** START RECORD EXTRACTS **

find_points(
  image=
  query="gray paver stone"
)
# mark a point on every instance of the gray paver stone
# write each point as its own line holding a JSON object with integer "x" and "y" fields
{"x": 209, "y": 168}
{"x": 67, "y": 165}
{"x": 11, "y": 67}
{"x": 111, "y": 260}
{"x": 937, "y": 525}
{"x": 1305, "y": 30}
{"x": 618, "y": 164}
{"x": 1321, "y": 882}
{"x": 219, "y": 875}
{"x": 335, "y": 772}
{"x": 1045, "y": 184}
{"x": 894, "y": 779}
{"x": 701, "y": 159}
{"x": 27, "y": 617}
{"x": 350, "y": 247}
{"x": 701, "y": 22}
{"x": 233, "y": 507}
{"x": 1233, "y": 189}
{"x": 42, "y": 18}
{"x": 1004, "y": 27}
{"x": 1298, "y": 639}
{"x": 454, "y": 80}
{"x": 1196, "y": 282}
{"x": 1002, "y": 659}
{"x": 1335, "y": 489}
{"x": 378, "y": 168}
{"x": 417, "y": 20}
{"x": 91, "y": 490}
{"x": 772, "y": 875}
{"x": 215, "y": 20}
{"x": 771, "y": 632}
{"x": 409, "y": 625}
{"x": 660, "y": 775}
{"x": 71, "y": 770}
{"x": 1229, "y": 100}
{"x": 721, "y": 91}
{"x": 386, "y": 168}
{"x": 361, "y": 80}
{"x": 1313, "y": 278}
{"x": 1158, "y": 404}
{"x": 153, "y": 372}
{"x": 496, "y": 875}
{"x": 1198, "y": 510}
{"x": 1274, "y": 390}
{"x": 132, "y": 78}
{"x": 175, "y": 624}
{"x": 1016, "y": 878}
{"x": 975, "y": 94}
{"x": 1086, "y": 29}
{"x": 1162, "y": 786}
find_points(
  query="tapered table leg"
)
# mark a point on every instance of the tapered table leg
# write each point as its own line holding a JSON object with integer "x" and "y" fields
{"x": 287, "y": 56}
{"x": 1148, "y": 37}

** END RECORD EXTRACTS **

From the entries above, pick out and copy every line that contains the word "tapered". Case matters.

TASK RESULT »
  query="tapered table leg"
# mark a point on every instance of the tapered table leg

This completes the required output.